EXERCISE DATA.
────

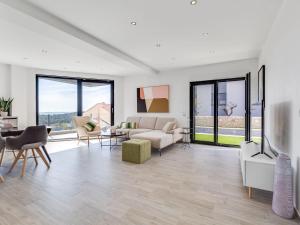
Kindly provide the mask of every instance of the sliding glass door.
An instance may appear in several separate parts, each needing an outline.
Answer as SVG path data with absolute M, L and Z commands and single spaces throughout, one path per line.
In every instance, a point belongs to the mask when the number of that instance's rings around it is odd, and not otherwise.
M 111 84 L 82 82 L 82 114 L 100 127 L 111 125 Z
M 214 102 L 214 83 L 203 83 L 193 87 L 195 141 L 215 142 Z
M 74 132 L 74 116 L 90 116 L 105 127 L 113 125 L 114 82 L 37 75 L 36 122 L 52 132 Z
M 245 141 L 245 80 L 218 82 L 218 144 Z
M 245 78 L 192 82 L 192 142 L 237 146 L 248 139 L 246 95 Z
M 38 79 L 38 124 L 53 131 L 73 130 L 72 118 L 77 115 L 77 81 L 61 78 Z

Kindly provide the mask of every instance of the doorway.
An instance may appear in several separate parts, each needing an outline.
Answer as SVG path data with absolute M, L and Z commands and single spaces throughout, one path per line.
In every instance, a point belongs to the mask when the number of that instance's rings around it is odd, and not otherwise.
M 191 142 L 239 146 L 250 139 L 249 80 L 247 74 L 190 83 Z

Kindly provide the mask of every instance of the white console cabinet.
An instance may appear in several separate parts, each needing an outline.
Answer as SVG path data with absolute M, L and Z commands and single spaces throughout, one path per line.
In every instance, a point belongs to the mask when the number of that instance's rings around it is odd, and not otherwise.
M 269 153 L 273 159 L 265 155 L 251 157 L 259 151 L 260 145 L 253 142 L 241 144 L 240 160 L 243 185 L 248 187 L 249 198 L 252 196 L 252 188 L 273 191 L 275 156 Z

────

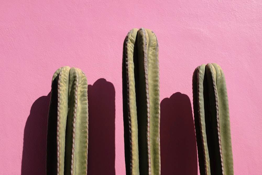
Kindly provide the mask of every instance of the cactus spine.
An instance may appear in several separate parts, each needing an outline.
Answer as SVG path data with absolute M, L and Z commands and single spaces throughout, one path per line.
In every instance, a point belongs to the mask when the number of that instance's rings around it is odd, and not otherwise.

────

JOB. Copy out the data above word for word, starting at the line that contains "Kindly provide the mask of every instance of the sliding" and ending at the line that contains "M 38 79 L 38", with both of those lines included.

RESULT.
Kindly provide the mask of every instance of the sliding glass door.
An instance may appear in several separate parts, each needing an outline.
Answer as SVG path data with absolute M, L and Z commands and single spaces throughout, one path per line.
In every instance, a point belongs to the mask when the number of that instance's rings around it is odd, and not otherwise.
M 111 84 L 82 82 L 82 114 L 100 127 L 111 125 Z
M 214 102 L 214 83 L 203 83 L 193 87 L 195 141 L 215 142 Z
M 74 132 L 74 116 L 90 116 L 105 127 L 113 125 L 114 82 L 37 75 L 36 122 L 52 132 Z
M 245 141 L 245 80 L 218 82 L 218 144 Z
M 245 78 L 192 82 L 192 142 L 237 146 L 248 139 L 246 95 Z
M 38 79 L 38 124 L 53 131 L 73 130 L 72 118 L 77 115 L 77 81 L 61 78 Z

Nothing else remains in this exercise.